**Work item:**
In the article on Roosevelt High School and the Derek Chauvin trial, what year did Medaria Arradondo graduate from the high school?

MINNEAPOLIS — One was crowned homecoming king. One was voted class friendliest. One was a member of the African American club.
All three played crucial roles in the trial of Derek Chauvin, the former Minneapolis police officer found guilty of murdering George Floyd.
And all three — Minneapolis police Chief Medaria Arradondo, lawyer Eric Nelson and high school student Darnella Frazier — spent their formative years at Minneapolis’ Roosevelt High School.
Chauvin’s conviction this week sent a ripple of relief throughout the school and its south Minneapolis community and ushered in a wave of pride for Frazier, who helped make it so.
“She set the stage for girls like me looking up to her,” said Markeanna Tyus, 16, a junior and friend of Frazier. “She’s a hero.”
Darnella Frazier, left, chats with school resource officer Drea Leal at Minneapolis Roosevelt High School in January 2019.
Darnella Frazier, left, chats with school resource officer Drea Leal at Minneapolis Roosevelt High School in January 2019.David Joles / Minneapolis Star Tribune/TNS/Sipa USA file
Frazier was 17 when she recorded a cellphone video of Floyd’s arrest that drove much of the public’s understanding of what took place May 25. She and Arradondo, the city’s first Black police chief, testified for the prosecution, with Frazier tearfully expressing regret for not physically intervening before Floyd died.
“I go to school with a revolutionary,” Markeanna said. “I feel powerful to know I have a Black woman attending my school who endured all of that.”
Roosevelt High School is 2 miles from the intersection of 38th Street and Chicago Avenue in south Minneapolis, where Chauvin pinned Floyd under his knee for what prosecutors said was 9½ minutes. The area is now known as George Floyd Square.
Arradondo graduated from the high school in 1985. He was part of the gymnastics team. He joined the Minneapolis Police Department four years later and was inducted into the Roosevelt High School Hall of Fame in September 2018.
Nelson was part of the student council, sang in the choir and was inducted into the National Honor Society. He graduated in 1992.
It was Nelson, Chauvin’s defense attorney, who made the connection between the three during his closing argument Monday.
“We all went to the same high school, obviously at different times,” Nelson told jurors. “We had the same perspective, sat in the same classrooms, saw the same chalkboards or whiteboards, the same perspective. But our perception of our experiences there is going to be much different.”
Darnella Frazier, third from right, films as former Minneapolis police Officer Derek Chauvin presses his knee on George Floyd’s neck for several minutes in Minneapolis on May 25.
Darnella Frazier, third from right, films as former Minneapolis police Officer Derek Chauvin presses his knee on George Floyd’s neck for several minutes in Minneapolis on May 25.Minneapolis Police Department via AP file
Some members of the school community were less than eager to claim the attorney as their own. (Markeanna said he is an “imbecile” and that he weaponized Floyd’s feelings.)
“Our school has some of the most fervent social justice activists that I’ve ever seen among young adults,” said Marcia Howard, 47, whose teaching career began at Roosevelt High School in 1998. “What’s special about that school is our commitment to creating civic-minded students. Our model is: Enter to learn and leave to serve.”

**Data extracts:**
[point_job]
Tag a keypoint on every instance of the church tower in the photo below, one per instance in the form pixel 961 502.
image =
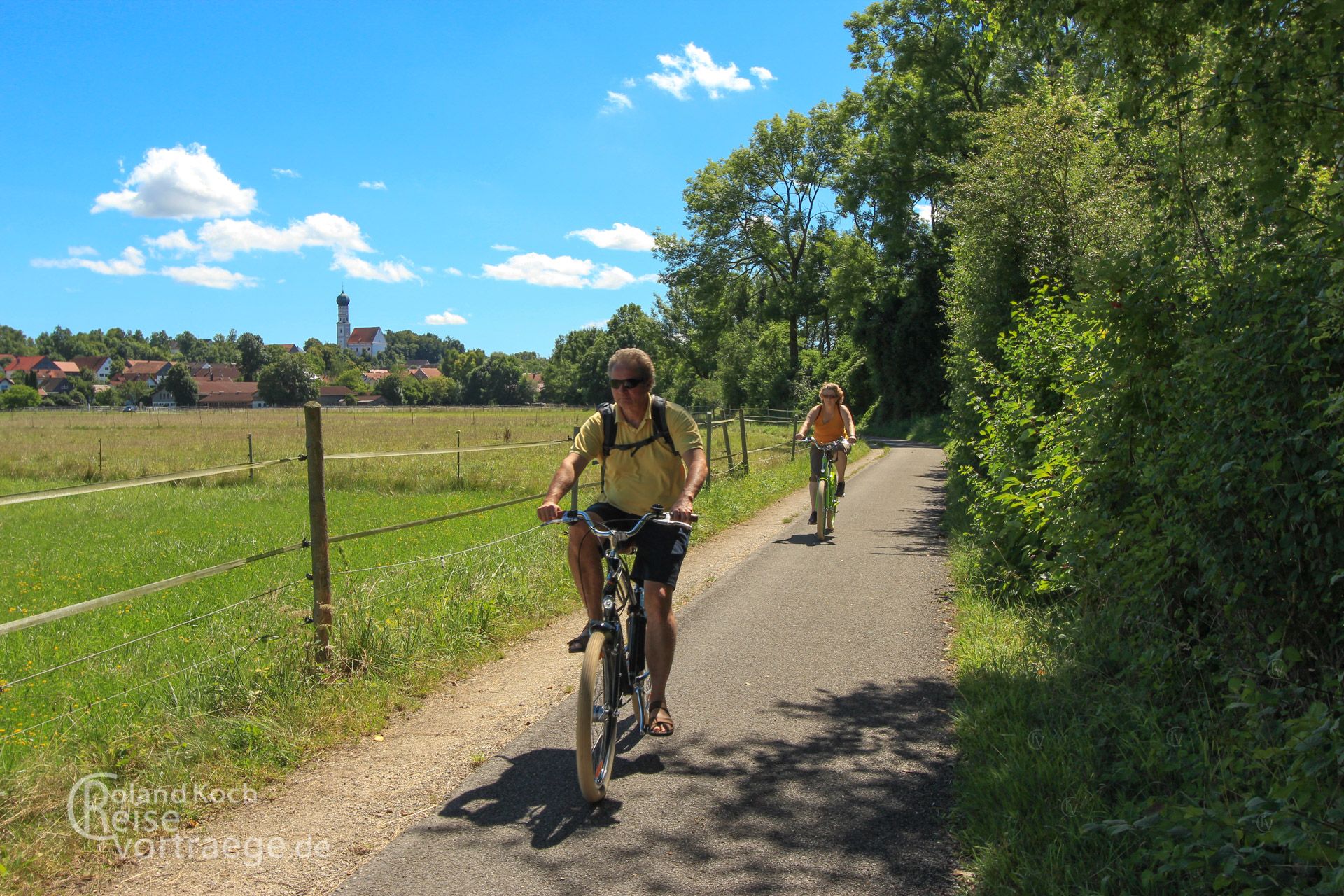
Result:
---
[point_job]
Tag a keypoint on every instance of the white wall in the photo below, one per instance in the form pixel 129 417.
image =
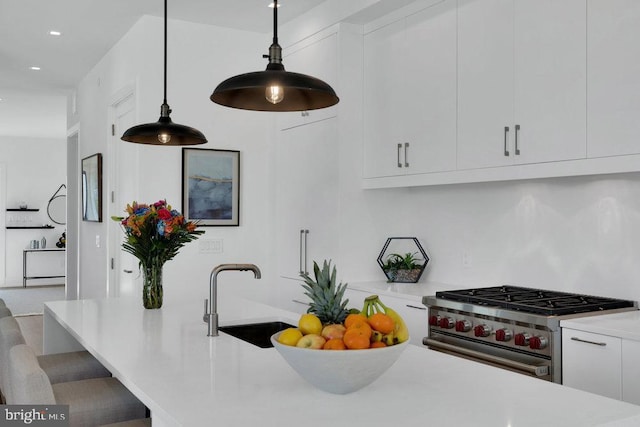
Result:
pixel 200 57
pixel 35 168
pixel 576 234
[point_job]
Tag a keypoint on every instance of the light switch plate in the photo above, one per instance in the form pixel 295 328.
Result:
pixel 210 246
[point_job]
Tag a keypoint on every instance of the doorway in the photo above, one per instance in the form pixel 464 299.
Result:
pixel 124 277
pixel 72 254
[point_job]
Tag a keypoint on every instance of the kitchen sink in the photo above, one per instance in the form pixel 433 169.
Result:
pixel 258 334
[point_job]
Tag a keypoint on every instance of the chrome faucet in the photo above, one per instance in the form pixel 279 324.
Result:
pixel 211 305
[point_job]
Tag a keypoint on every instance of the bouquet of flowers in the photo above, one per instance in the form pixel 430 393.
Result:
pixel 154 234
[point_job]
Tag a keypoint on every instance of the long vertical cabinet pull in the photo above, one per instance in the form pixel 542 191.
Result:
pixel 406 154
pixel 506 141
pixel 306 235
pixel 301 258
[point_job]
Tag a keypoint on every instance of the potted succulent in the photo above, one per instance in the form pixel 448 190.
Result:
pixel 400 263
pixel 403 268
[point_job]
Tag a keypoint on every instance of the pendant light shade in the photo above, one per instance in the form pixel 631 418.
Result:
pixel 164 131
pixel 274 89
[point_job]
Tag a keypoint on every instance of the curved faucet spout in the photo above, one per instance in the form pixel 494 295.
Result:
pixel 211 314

**Response box:**
1985